> Task instructions
In the listing, recast the lines from the one containing "Can you find the letter i" up to and including the one containing "pixel 233 319" as a Markdown table with the columns Row and Line, leaving out any blank lines.

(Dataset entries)
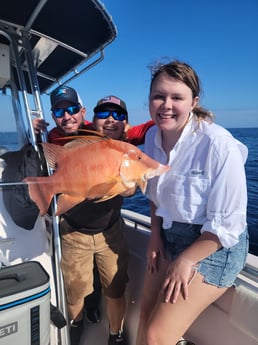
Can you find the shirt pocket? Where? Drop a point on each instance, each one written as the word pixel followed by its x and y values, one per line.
pixel 188 196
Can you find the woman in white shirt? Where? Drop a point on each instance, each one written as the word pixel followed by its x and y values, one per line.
pixel 199 240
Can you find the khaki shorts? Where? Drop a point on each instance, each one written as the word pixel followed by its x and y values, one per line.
pixel 111 255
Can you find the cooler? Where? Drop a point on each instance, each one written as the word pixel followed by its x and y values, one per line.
pixel 24 305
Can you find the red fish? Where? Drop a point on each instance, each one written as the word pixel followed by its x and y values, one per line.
pixel 91 167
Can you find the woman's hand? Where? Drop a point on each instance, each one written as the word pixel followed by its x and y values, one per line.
pixel 179 274
pixel 155 252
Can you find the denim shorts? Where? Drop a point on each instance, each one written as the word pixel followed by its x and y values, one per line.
pixel 220 268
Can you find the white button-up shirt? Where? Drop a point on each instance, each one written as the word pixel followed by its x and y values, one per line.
pixel 206 183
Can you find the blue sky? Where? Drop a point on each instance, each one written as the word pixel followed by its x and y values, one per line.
pixel 218 38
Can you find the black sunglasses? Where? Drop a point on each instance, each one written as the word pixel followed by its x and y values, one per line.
pixel 105 114
pixel 71 110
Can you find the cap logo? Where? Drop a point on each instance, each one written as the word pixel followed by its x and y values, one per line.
pixel 111 99
pixel 61 91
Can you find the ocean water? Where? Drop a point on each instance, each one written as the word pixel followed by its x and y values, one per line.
pixel 249 137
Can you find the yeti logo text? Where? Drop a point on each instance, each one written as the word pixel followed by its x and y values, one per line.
pixel 8 329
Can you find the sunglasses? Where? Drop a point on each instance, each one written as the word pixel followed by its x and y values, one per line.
pixel 102 115
pixel 72 110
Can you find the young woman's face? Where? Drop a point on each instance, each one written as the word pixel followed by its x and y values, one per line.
pixel 170 103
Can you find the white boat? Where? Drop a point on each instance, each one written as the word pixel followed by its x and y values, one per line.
pixel 39 51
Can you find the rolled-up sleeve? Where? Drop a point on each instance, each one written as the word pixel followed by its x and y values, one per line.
pixel 227 202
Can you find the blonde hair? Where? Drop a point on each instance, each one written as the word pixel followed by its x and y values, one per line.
pixel 185 73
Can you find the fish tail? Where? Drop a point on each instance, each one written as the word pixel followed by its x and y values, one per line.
pixel 39 193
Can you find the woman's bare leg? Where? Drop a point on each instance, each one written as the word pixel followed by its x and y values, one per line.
pixel 168 322
pixel 150 293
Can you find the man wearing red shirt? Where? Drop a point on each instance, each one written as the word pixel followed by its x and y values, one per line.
pixel 96 228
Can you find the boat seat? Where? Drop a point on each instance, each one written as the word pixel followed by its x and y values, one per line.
pixel 244 310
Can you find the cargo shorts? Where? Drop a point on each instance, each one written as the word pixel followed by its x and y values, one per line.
pixel 78 251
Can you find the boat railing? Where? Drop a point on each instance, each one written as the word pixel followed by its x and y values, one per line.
pixel 141 223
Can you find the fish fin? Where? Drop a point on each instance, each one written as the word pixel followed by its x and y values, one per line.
pixel 130 191
pixel 51 152
pixel 65 202
pixel 92 132
pixel 39 192
pixel 83 139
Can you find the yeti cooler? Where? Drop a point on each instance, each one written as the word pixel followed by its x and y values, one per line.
pixel 24 305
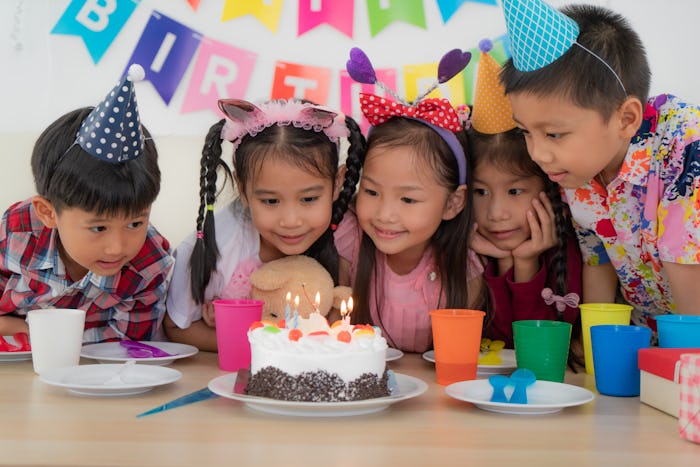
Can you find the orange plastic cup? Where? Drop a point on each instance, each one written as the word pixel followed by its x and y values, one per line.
pixel 456 337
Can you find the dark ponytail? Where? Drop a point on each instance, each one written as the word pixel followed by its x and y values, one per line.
pixel 323 250
pixel 205 252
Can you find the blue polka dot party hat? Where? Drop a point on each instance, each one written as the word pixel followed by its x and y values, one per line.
pixel 539 33
pixel 112 131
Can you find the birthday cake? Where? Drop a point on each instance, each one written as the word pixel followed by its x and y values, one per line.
pixel 315 362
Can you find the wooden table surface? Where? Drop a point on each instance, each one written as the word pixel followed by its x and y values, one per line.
pixel 47 425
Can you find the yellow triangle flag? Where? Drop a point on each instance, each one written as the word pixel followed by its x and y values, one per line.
pixel 268 12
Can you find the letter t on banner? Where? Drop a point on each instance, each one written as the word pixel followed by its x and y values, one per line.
pixel 165 50
pixel 302 82
pixel 221 71
pixel 98 22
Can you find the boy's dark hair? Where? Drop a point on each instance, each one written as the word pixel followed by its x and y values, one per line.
pixel 450 241
pixel 581 77
pixel 69 177
pixel 309 150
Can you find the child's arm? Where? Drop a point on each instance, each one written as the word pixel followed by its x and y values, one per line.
pixel 543 236
pixel 10 325
pixel 599 283
pixel 199 334
pixel 684 280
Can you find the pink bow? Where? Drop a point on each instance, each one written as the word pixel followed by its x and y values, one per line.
pixel 570 299
pixel 436 111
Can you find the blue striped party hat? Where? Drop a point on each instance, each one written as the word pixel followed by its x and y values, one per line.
pixel 539 33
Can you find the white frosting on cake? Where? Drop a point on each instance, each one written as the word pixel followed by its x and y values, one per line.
pixel 365 353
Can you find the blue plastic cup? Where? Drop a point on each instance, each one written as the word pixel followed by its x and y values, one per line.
pixel 615 349
pixel 678 331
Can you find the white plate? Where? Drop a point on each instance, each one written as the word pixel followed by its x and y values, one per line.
pixel 507 364
pixel 14 356
pixel 393 354
pixel 110 352
pixel 543 397
pixel 99 380
pixel 408 387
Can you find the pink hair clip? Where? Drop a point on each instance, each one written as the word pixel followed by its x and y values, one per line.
pixel 570 299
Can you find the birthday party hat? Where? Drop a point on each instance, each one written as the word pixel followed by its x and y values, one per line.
pixel 539 33
pixel 491 112
pixel 112 131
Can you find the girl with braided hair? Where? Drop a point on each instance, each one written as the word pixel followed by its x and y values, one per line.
pixel 523 230
pixel 292 195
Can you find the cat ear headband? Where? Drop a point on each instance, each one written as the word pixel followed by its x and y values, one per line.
pixel 244 118
pixel 436 113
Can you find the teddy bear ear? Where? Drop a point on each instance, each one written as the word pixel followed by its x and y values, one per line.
pixel 268 279
pixel 340 293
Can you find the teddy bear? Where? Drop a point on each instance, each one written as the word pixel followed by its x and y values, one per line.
pixel 300 275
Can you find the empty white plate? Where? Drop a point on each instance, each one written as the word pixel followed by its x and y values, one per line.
pixel 106 380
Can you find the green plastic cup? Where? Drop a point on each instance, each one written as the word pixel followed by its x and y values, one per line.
pixel 542 346
pixel 593 314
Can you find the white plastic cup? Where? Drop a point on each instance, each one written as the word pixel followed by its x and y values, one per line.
pixel 56 336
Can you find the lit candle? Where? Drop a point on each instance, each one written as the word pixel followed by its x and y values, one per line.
pixel 287 311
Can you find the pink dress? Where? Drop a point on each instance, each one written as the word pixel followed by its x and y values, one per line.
pixel 404 300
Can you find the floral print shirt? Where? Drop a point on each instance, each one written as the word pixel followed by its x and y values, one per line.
pixel 649 213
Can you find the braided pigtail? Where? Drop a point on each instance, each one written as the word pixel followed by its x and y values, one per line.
pixel 205 252
pixel 562 224
pixel 353 165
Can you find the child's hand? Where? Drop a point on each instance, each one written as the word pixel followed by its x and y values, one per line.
pixel 208 313
pixel 481 246
pixel 543 232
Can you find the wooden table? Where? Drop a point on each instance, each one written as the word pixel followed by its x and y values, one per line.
pixel 47 425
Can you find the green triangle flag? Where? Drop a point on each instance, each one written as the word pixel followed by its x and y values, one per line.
pixel 381 13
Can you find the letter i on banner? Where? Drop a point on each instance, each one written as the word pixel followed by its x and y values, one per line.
pixel 220 71
pixel 301 81
pixel 350 93
pixel 165 50
pixel 98 22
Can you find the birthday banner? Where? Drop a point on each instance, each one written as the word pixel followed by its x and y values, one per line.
pixel 167 48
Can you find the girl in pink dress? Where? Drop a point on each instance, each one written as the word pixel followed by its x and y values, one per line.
pixel 406 240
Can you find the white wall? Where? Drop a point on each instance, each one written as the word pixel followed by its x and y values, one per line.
pixel 48 75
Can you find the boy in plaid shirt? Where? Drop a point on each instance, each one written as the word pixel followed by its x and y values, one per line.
pixel 84 241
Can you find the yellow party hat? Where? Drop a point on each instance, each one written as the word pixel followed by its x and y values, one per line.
pixel 491 112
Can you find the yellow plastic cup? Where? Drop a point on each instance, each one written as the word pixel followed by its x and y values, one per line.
pixel 593 314
pixel 457 339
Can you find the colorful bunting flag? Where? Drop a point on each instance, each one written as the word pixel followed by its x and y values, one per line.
pixel 97 22
pixel 336 13
pixel 220 71
pixel 268 12
pixel 301 81
pixel 449 7
pixel 165 50
pixel 382 13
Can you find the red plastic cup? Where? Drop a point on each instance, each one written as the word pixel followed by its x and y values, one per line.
pixel 457 339
pixel 233 319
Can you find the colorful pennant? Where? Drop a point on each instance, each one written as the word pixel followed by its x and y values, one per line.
pixel 302 82
pixel 165 50
pixel 336 13
pixel 268 12
pixel 382 13
pixel 98 23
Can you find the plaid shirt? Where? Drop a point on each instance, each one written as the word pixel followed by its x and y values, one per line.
pixel 129 304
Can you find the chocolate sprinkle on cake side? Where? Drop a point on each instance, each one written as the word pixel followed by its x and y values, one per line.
pixel 316 386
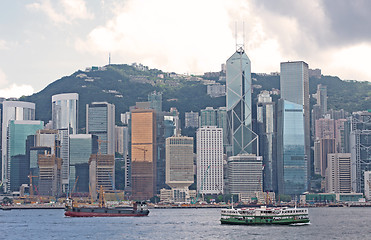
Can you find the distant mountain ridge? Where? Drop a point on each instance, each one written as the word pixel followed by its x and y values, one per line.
pixel 124 85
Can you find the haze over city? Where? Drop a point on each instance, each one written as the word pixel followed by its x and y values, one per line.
pixel 43 40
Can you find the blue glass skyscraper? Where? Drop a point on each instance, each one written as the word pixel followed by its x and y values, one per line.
pixel 238 81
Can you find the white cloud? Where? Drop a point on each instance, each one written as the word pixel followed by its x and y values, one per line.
pixel 16 91
pixel 176 36
pixel 13 90
pixel 3 45
pixel 73 9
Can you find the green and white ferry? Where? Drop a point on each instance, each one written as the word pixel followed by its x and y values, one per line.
pixel 265 215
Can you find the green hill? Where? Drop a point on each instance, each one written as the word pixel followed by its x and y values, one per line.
pixel 124 85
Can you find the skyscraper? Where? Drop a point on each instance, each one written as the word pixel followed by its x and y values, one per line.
pixel 267 139
pixel 65 120
pixel 210 160
pixel 360 145
pixel 293 149
pixel 238 82
pixel 12 110
pixel 294 81
pixel 292 172
pixel 18 131
pixel 179 166
pixel 143 153
pixel 245 174
pixel 100 121
pixel 82 146
pixel 338 178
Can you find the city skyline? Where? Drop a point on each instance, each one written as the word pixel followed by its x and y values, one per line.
pixel 100 28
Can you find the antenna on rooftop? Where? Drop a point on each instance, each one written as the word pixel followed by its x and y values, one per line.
pixel 240 46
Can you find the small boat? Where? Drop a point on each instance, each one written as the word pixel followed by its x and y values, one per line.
pixel 264 215
pixel 136 209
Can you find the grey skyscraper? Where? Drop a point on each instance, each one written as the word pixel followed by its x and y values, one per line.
pixel 238 81
pixel 65 120
pixel 360 145
pixel 12 110
pixel 293 149
pixel 100 121
pixel 267 138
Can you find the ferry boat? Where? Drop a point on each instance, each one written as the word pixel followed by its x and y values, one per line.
pixel 264 215
pixel 138 209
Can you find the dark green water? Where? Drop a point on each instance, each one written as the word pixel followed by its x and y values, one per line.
pixel 326 223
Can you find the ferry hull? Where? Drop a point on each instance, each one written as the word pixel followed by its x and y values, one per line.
pixel 262 221
pixel 97 214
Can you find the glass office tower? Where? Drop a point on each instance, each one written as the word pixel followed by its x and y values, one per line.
pixel 291 161
pixel 65 120
pixel 238 81
pixel 82 146
pixel 18 131
pixel 100 121
pixel 12 110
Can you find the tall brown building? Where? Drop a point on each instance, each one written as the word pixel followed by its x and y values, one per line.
pixel 143 153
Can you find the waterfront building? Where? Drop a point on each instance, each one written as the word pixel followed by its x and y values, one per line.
pixel 49 178
pixel 18 131
pixel 100 121
pixel 367 180
pixel 179 166
pixel 338 179
pixel 143 153
pixel 215 90
pixel 360 146
pixel 292 174
pixel 322 98
pixel 82 146
pixel 267 139
pixel 101 173
pixel 245 174
pixel 294 84
pixel 65 120
pixel 208 117
pixel 210 160
pixel 12 110
pixel 327 146
pixel 155 99
pixel 325 128
pixel 238 98
pixel 191 119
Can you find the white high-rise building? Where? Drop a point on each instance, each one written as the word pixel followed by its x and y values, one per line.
pixel 12 110
pixel 210 160
pixel 65 120
pixel 100 121
pixel 179 166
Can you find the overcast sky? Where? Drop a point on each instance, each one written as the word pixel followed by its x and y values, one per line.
pixel 44 40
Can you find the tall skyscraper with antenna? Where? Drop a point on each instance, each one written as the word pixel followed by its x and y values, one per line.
pixel 238 81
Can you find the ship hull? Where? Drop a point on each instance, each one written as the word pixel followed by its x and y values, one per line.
pixel 258 221
pixel 104 212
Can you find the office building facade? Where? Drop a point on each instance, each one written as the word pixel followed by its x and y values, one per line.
pixel 65 120
pixel 238 99
pixel 12 110
pixel 143 153
pixel 100 121
pixel 294 84
pixel 210 160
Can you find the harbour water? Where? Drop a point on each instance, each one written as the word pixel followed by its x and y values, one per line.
pixel 326 223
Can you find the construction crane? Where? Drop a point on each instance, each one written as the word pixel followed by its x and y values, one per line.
pixel 31 185
pixel 201 187
pixel 99 145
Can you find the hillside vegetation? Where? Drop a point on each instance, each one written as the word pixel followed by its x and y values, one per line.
pixel 124 85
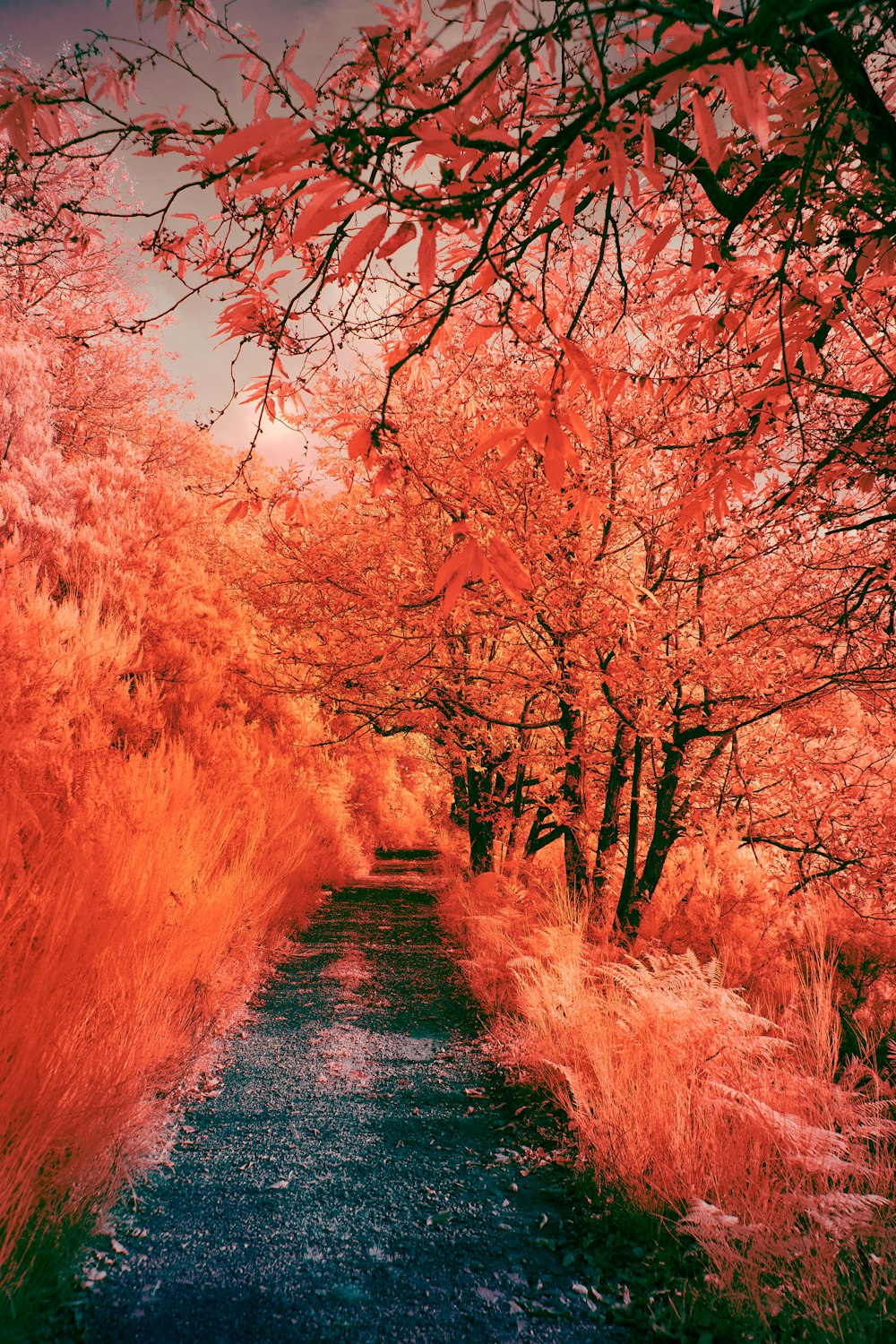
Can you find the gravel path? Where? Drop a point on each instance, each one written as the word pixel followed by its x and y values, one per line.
pixel 363 1174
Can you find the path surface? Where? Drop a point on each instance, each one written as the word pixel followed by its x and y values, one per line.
pixel 363 1174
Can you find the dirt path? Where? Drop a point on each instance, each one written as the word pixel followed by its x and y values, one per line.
pixel 363 1174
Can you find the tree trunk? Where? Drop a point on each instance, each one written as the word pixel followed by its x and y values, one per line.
pixel 573 795
pixel 625 909
pixel 479 820
pixel 608 832
pixel 665 831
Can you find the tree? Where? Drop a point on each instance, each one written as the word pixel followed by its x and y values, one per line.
pixel 606 647
pixel 452 163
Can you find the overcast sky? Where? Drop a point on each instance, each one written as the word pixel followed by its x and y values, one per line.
pixel 38 29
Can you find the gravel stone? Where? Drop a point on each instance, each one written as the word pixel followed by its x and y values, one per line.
pixel 360 1171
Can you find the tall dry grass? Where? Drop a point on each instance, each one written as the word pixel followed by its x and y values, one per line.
pixel 142 894
pixel 125 937
pixel 699 1107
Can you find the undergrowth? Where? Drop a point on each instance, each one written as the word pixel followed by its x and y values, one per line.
pixel 732 1126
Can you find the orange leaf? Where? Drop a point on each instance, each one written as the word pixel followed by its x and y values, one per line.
pixel 508 570
pixel 362 245
pixel 659 241
pixel 426 258
pixel 705 128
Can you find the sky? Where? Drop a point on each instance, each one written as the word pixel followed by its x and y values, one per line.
pixel 38 29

> Written response
| Row | Line |
|---|---|
| 1 | Can you find the letter i on banner? Where? Drop a point on each instance, each one written as the word pixel followed by its x and y values, one per line. |
| 2 | pixel 220 71 |
| 3 | pixel 301 81 |
| 4 | pixel 350 93 |
| 5 | pixel 165 50 |
| 6 | pixel 98 22 |
| 7 | Can you find the birthday banner? Where? Drop a point on each instance, each one written as the word pixel followed by its x and y values, one per line. |
| 8 | pixel 167 48 |
| 9 | Can you find the girl in pink dress? Where? Drop a point on each instance, each one written as the word pixel followed by its x and y values, one per line. |
| 10 | pixel 406 240 |
| 11 | Can you find the white wall? Where? Drop a point on each instance, each one written as the word pixel followed by its x and y values, one per line. |
| 12 | pixel 48 75 |
| 13 | Can you find the boy in plaid shirt? Where? Drop a point on each instance, each one written as the word pixel followed by its x and y values, one per line. |
| 14 | pixel 84 241 |
| 15 | Can you find the yellow party hat? Where? Drop a point on each instance, each one written as the word pixel followed by its x and y values, one per line. |
| 16 | pixel 491 112 |
| 17 | Can you find the yellow plastic cup? Where? Drop a point on each instance, each one written as the word pixel followed by its x and y values, one per line. |
| 18 | pixel 593 314 |
| 19 | pixel 457 339 |
| 20 | Can you find the colorful bunting flag? Where? Drop a point on each instance, each one written as the word pixel followed by its x and y values, one per line. |
| 21 | pixel 97 22 |
| 22 | pixel 336 13 |
| 23 | pixel 220 71 |
| 24 | pixel 268 12 |
| 25 | pixel 301 81 |
| 26 | pixel 449 7 |
| 27 | pixel 165 50 |
| 28 | pixel 382 13 |
| 29 | Can you find the red plastic cup? Where? Drop a point on each instance, each one written as the word pixel followed by its x and y values, one per line. |
| 30 | pixel 457 339 |
| 31 | pixel 233 319 |